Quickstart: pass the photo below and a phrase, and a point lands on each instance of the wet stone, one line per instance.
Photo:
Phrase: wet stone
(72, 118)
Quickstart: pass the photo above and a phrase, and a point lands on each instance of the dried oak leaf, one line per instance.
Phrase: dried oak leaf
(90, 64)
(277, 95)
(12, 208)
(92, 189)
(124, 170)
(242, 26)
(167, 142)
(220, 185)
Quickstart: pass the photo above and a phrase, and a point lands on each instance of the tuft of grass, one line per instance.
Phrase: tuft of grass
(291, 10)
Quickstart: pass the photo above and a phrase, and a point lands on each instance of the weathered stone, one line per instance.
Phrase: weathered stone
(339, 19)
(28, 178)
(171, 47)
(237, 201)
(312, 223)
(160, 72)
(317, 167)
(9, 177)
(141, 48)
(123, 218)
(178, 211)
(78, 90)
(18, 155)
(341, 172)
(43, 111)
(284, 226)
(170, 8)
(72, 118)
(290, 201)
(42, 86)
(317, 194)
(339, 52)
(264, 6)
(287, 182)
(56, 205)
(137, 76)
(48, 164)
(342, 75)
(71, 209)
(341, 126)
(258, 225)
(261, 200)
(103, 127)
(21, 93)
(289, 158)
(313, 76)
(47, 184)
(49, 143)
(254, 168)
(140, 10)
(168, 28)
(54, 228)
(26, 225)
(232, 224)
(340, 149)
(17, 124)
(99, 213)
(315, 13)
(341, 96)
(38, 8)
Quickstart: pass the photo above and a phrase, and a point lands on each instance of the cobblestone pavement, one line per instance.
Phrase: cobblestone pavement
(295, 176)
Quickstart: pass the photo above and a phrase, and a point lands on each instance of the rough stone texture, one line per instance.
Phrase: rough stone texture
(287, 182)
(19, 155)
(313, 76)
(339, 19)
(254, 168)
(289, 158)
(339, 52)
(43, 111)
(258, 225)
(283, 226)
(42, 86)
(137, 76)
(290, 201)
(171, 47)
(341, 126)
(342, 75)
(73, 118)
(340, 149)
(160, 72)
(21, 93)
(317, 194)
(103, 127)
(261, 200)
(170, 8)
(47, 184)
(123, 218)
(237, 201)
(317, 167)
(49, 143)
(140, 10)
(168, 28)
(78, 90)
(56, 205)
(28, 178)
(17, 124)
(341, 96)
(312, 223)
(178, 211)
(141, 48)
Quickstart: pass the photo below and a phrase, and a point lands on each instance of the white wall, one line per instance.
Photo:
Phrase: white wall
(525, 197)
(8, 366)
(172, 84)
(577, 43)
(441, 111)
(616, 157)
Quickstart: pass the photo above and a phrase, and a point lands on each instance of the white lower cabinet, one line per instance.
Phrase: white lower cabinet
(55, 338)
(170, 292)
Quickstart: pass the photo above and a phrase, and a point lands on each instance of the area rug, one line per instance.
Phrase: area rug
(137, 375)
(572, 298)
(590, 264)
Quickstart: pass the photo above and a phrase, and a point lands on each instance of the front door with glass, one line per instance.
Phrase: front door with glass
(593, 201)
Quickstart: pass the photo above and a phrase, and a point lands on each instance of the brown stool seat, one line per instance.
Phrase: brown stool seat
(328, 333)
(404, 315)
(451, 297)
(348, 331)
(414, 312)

| PROBLEM DETAILS |
Report each line of the data that includes the string "below".

| OUTPUT FOR THIS TASK |
Quickstart: pass the photo below and a phrase, and a point lands on each instance of the wet stone, one line per instance.
Quickstart: pass the photo below and a phrase, and a point lands on each instance of the white wall, one line per instance.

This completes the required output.